Detection examples
>> start
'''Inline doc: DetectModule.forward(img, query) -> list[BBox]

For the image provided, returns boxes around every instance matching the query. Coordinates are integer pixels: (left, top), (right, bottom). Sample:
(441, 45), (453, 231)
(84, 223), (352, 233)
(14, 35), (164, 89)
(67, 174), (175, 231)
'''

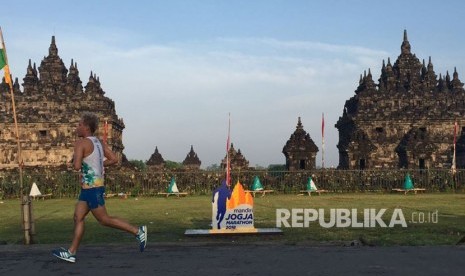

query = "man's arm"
(102, 143), (118, 166)
(73, 139), (84, 171)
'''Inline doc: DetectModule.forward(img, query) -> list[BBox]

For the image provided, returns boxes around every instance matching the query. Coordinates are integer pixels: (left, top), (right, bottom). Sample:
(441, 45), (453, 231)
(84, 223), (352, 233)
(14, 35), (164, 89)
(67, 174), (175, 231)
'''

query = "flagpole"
(0, 27), (35, 244)
(0, 27), (24, 196)
(321, 112), (325, 169)
(452, 120), (458, 190)
(226, 113), (231, 186)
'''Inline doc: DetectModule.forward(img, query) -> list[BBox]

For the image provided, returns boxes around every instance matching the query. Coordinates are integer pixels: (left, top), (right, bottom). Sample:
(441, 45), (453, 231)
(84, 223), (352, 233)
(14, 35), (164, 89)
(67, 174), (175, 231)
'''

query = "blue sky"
(0, 0), (465, 167)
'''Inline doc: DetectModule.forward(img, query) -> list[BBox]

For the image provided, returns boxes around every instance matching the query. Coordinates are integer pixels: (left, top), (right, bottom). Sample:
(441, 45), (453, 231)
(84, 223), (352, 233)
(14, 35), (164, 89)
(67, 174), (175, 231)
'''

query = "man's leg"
(90, 206), (139, 235)
(69, 201), (90, 254)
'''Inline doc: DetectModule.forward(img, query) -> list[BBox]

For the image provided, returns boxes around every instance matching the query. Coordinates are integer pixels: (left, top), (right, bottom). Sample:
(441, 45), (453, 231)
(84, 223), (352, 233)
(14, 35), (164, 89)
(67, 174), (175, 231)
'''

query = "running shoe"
(52, 247), (76, 263)
(136, 225), (147, 252)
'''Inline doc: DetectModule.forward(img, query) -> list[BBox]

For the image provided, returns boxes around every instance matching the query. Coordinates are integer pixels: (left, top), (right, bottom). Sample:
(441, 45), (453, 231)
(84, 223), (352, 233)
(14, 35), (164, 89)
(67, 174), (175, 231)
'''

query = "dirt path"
(0, 243), (465, 276)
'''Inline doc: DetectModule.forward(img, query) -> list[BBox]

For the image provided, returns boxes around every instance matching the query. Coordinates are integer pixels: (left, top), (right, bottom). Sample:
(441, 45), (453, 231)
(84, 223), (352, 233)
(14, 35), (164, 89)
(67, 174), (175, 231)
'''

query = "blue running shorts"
(79, 186), (105, 209)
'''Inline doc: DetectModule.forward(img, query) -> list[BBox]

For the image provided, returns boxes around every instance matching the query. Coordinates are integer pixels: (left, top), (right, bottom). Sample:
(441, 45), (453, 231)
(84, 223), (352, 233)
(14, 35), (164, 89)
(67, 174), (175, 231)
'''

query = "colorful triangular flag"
(252, 176), (263, 191)
(307, 177), (318, 191)
(168, 176), (179, 193)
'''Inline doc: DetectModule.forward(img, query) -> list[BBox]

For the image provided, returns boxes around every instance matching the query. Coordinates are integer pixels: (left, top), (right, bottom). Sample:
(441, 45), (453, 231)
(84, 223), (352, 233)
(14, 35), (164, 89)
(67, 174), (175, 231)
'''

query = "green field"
(0, 193), (465, 246)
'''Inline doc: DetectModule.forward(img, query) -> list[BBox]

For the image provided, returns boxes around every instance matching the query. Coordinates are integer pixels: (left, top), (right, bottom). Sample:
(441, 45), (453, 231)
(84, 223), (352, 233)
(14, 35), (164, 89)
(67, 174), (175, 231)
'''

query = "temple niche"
(283, 117), (318, 171)
(335, 31), (465, 169)
(221, 143), (249, 170)
(182, 145), (202, 170)
(0, 36), (125, 169)
(146, 147), (165, 170)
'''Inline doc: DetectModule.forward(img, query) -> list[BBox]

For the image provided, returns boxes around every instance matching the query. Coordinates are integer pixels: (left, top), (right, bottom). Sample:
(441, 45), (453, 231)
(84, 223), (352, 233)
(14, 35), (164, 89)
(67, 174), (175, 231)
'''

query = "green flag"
(168, 176), (179, 193)
(404, 173), (413, 190)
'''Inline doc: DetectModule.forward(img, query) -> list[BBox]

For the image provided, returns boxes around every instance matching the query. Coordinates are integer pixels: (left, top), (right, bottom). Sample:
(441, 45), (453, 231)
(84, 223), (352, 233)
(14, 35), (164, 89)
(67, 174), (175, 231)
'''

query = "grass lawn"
(0, 193), (465, 246)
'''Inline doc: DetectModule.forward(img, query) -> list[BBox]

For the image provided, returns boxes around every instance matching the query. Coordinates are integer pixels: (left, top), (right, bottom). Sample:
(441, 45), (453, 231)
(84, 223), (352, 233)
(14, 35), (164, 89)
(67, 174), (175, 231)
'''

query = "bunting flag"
(0, 28), (13, 88)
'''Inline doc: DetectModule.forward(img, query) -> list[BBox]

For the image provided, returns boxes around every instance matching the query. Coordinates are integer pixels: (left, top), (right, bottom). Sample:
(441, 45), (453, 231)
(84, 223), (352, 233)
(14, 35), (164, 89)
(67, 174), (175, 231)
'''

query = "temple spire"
(400, 30), (410, 54)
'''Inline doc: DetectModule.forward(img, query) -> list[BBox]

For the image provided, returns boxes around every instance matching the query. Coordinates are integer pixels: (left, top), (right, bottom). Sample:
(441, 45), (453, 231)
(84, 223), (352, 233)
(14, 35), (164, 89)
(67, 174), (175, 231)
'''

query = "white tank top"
(81, 136), (104, 189)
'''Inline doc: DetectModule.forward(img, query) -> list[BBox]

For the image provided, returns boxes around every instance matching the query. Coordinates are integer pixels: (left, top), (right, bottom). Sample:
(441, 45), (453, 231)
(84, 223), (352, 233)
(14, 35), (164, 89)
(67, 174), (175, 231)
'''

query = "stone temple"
(0, 36), (124, 169)
(335, 31), (465, 169)
(283, 117), (318, 171)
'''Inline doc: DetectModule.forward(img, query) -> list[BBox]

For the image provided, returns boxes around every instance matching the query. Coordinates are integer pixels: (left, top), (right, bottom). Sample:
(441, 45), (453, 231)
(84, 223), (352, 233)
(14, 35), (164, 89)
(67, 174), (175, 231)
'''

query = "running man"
(52, 113), (147, 263)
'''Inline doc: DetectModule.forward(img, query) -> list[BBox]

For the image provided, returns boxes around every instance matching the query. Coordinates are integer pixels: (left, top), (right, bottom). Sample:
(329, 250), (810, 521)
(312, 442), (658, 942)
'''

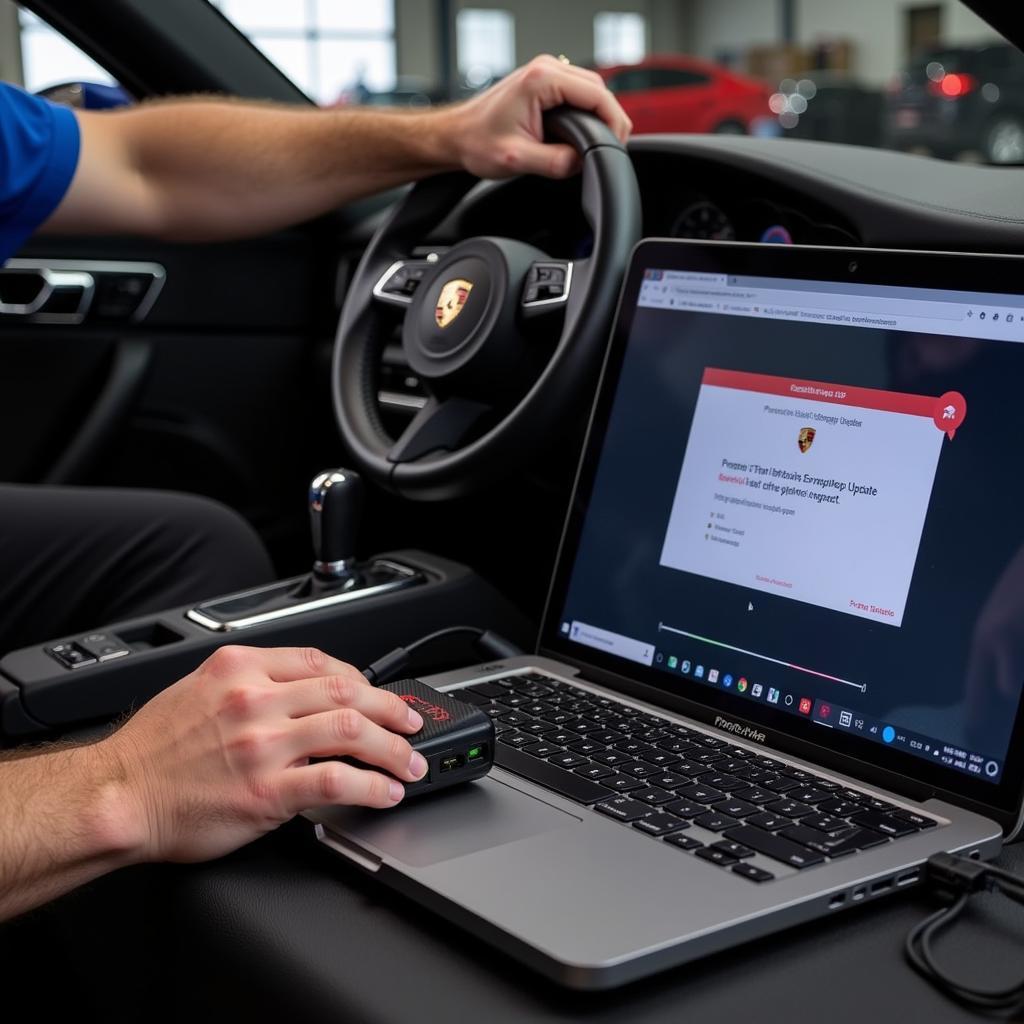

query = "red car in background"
(597, 56), (775, 135)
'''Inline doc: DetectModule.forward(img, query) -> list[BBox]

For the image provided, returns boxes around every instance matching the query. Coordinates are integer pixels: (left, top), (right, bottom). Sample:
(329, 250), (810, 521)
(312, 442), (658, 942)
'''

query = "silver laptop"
(310, 240), (1024, 988)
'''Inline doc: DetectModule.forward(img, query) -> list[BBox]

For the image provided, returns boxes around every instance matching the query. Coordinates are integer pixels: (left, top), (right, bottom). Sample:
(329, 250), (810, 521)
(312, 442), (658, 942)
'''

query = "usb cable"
(362, 626), (522, 686)
(905, 853), (1024, 1012)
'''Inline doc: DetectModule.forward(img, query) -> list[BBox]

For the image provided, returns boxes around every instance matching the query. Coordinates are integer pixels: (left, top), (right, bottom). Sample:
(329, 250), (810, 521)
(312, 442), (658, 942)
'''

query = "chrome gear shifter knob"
(309, 469), (362, 582)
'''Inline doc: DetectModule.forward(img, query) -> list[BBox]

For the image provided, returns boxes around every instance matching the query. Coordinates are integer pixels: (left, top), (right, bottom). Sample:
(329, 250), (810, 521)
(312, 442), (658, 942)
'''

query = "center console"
(0, 470), (534, 745)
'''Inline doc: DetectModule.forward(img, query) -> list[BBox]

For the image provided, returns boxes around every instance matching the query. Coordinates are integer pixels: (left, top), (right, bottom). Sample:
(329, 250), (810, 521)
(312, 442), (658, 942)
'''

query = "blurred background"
(0, 0), (1024, 164)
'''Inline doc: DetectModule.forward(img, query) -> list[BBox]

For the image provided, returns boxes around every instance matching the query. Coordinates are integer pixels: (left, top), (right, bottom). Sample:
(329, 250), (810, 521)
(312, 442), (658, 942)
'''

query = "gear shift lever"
(309, 469), (362, 584)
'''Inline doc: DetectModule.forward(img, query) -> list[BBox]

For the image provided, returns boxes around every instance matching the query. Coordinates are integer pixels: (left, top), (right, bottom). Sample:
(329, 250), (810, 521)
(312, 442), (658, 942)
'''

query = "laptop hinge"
(313, 821), (383, 872)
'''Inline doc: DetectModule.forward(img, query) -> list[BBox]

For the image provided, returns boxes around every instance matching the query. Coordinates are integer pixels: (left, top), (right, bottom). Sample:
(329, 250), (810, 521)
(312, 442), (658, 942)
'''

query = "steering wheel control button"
(46, 643), (98, 669)
(374, 259), (433, 306)
(78, 633), (131, 662)
(522, 261), (572, 309)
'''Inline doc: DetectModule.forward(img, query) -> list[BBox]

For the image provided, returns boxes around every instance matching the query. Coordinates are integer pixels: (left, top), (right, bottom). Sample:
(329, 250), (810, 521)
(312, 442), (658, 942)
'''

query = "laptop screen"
(545, 243), (1024, 806)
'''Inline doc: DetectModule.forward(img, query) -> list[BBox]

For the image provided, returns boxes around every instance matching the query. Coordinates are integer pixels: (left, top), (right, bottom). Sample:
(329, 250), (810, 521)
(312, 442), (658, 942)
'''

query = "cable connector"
(362, 626), (522, 686)
(926, 853), (992, 893)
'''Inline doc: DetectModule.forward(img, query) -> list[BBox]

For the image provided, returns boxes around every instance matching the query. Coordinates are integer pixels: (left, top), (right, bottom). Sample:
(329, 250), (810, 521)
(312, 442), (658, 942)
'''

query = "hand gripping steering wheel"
(332, 108), (640, 500)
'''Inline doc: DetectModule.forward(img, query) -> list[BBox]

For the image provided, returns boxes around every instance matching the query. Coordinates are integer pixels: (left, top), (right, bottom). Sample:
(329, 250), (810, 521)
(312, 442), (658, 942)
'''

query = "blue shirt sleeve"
(0, 82), (79, 263)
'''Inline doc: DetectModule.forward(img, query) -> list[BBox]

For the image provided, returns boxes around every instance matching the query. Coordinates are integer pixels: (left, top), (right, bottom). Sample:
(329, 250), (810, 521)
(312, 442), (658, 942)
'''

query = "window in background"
(18, 10), (114, 92)
(455, 7), (515, 88)
(210, 0), (396, 104)
(594, 11), (647, 67)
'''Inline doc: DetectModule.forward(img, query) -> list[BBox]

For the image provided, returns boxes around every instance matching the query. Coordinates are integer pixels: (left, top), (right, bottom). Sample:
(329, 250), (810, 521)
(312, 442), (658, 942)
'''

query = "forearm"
(55, 99), (456, 241)
(0, 742), (142, 921)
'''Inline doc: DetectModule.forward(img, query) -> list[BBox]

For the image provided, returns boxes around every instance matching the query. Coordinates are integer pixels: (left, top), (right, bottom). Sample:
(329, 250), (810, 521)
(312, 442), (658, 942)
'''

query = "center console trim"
(185, 558), (426, 633)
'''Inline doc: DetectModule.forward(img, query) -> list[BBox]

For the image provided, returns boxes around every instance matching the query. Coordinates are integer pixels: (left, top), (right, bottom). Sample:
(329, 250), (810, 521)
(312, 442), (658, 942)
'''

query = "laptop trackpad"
(332, 778), (582, 867)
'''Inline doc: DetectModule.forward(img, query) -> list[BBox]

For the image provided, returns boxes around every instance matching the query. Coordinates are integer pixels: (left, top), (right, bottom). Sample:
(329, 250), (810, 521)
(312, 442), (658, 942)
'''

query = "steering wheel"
(332, 106), (640, 500)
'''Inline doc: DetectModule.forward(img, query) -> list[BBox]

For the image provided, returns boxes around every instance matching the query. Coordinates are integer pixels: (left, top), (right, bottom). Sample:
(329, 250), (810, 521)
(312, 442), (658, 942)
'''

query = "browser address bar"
(665, 284), (968, 321)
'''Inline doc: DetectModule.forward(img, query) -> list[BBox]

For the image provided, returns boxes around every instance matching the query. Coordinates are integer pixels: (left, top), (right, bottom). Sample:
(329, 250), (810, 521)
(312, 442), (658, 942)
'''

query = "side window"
(210, 0), (402, 105)
(17, 8), (127, 105)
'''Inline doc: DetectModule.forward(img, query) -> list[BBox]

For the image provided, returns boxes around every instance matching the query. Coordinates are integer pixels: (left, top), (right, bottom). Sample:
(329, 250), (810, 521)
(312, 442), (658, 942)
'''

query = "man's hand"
(442, 56), (633, 178)
(48, 56), (632, 242)
(0, 647), (427, 921)
(97, 647), (427, 861)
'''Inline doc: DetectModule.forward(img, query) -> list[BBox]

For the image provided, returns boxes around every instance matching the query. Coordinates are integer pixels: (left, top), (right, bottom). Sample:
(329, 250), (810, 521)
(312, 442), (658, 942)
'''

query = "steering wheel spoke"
(520, 259), (573, 316)
(387, 395), (492, 462)
(373, 253), (437, 309)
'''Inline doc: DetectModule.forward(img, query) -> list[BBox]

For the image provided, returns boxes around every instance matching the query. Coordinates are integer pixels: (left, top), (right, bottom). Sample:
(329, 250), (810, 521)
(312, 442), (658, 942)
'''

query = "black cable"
(905, 853), (1024, 1014)
(362, 626), (523, 686)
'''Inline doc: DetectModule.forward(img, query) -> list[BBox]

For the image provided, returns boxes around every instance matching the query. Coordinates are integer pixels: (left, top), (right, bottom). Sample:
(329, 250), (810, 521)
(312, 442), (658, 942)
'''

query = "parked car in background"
(885, 44), (1024, 164)
(597, 56), (774, 135)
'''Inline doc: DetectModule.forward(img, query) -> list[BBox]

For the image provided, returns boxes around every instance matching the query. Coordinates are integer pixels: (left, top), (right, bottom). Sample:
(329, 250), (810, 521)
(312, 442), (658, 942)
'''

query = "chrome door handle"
(0, 266), (96, 324)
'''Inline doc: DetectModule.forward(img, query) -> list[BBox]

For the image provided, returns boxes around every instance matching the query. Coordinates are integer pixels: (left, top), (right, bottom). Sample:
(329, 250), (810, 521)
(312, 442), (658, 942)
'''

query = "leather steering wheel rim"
(332, 106), (641, 500)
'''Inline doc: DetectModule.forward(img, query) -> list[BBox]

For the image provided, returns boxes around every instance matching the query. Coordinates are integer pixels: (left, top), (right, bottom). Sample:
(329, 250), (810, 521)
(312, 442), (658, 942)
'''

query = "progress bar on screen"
(657, 623), (867, 693)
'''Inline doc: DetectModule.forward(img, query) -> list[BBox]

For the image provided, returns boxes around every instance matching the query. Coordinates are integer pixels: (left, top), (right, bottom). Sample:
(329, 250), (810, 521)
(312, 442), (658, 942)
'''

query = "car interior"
(0, 0), (1024, 1019)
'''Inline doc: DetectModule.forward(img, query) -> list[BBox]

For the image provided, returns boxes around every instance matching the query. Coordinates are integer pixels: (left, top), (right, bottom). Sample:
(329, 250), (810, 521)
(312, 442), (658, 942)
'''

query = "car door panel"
(0, 227), (335, 569)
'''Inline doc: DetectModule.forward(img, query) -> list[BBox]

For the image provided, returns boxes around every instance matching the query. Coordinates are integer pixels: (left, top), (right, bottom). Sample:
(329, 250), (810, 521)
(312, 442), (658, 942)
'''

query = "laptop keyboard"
(456, 672), (938, 882)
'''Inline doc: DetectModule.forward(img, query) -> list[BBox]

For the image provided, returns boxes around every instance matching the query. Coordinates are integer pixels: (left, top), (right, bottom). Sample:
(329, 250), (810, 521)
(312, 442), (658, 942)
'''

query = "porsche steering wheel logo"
(434, 278), (473, 328)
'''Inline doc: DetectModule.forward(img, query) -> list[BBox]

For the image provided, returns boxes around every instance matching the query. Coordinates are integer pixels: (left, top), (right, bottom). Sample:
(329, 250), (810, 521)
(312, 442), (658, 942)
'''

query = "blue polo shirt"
(0, 82), (79, 264)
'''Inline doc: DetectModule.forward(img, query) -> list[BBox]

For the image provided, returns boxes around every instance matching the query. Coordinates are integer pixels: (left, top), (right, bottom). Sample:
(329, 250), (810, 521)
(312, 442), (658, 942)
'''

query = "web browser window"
(559, 267), (1024, 783)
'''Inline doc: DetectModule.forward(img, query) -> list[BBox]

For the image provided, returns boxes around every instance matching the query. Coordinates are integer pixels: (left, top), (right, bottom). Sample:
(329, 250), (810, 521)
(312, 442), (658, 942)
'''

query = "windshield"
(9, 0), (1024, 164)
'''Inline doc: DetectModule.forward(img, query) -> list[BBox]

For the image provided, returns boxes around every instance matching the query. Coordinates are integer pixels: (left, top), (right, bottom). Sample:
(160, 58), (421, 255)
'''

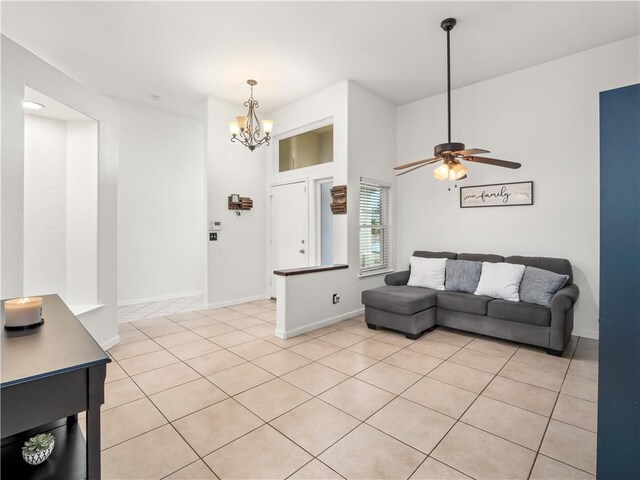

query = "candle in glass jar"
(4, 297), (42, 328)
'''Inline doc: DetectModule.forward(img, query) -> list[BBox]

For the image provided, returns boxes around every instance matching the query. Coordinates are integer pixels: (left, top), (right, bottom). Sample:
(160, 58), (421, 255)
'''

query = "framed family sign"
(460, 182), (533, 208)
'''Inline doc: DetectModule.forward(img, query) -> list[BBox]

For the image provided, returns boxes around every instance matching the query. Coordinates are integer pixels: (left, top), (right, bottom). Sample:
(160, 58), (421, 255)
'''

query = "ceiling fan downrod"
(440, 18), (457, 143)
(433, 18), (465, 156)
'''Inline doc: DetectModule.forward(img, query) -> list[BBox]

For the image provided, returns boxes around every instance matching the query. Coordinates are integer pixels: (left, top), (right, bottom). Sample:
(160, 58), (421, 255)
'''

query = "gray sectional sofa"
(362, 251), (579, 355)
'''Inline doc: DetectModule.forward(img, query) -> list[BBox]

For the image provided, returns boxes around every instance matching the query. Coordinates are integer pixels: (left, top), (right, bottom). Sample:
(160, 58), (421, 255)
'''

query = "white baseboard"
(118, 290), (203, 307)
(100, 335), (120, 350)
(276, 308), (364, 340)
(571, 328), (600, 340)
(204, 294), (271, 308)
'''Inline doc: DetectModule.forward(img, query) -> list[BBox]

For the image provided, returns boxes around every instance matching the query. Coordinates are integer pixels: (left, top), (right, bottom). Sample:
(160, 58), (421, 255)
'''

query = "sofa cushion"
(362, 285), (436, 315)
(504, 255), (573, 285)
(487, 300), (551, 327)
(444, 260), (482, 293)
(413, 250), (458, 260)
(437, 292), (493, 315)
(457, 253), (504, 263)
(407, 257), (447, 290)
(520, 267), (569, 307)
(475, 262), (525, 302)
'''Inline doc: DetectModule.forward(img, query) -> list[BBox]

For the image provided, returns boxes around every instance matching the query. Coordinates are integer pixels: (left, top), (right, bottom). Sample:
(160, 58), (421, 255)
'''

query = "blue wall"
(597, 84), (640, 480)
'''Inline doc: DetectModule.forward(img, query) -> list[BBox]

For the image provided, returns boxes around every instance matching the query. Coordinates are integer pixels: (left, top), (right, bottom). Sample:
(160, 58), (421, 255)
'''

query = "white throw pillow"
(407, 257), (447, 290)
(475, 262), (525, 302)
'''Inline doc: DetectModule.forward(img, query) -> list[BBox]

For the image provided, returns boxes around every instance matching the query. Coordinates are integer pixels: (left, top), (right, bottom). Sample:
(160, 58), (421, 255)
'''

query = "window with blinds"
(360, 182), (389, 274)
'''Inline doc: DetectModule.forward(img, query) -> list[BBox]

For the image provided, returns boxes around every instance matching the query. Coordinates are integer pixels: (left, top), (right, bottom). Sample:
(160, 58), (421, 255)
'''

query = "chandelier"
(229, 80), (273, 152)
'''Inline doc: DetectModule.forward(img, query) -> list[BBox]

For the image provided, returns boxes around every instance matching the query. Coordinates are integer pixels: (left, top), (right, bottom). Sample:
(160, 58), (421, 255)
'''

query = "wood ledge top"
>> end
#### [Problem details]
State how many lines of the listing above contain the string "gear", treating case as significant. Give only the number.

#### [Task solution]
2